(Records of labeled points)
------------------------------
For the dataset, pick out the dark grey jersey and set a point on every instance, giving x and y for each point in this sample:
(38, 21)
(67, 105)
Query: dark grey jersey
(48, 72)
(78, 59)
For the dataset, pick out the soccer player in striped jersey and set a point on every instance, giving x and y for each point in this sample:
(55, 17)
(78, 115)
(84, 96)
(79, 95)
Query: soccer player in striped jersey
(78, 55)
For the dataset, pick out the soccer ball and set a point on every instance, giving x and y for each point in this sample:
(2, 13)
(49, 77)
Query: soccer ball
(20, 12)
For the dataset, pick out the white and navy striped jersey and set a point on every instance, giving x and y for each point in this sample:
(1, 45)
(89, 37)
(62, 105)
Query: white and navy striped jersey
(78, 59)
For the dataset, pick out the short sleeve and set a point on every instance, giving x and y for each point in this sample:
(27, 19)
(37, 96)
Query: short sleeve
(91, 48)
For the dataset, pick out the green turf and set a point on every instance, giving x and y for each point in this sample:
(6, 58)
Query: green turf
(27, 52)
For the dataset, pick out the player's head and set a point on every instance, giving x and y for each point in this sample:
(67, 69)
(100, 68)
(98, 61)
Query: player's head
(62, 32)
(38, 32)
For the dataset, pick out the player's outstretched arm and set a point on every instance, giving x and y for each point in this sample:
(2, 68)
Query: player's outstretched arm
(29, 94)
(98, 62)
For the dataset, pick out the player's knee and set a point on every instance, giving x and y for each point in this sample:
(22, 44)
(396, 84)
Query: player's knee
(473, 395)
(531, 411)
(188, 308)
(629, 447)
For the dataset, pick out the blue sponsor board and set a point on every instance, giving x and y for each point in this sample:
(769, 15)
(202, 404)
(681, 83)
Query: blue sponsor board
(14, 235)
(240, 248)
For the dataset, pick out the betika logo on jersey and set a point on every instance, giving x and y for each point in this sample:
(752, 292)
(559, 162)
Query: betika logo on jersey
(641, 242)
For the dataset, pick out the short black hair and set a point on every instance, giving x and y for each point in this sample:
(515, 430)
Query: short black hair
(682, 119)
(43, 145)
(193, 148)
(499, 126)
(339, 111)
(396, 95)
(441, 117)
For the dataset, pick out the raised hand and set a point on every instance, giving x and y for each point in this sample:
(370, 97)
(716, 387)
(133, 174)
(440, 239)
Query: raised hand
------------------------------
- _To do_
Reproduce every line of the records from the line with "For the dataset, pick out the blue" up to and including the final line of the records, requests included. Add 32 to each coordinate in the answers, and leave the coordinates within the requests unchanged.

- _Answer for this exercise_
For the dataset, pick out the blue sponsor board and set a point on every instance, giving x and y for each point in this sample:
(769, 15)
(202, 404)
(681, 83)
Query: blue sponsor board
(46, 267)
(272, 280)
For the dataset, pick out the betika logo on jersey and set a point on every instance, giving x and y for each point in this sample:
(752, 292)
(559, 162)
Query: betika logo on jersey
(673, 274)
For the dataset, pick out the short black hair and set a point on every instance, giving x and y for each point in this sample:
(515, 430)
Query: short black hair
(714, 151)
(75, 177)
(225, 180)
(531, 158)
(371, 143)
(428, 127)
(473, 149)
For the dataset, pick out the raised hand and set a point on every instance, giving x and y for each point in this sample:
(370, 97)
(716, 387)
(133, 174)
(440, 239)
Query: raised hand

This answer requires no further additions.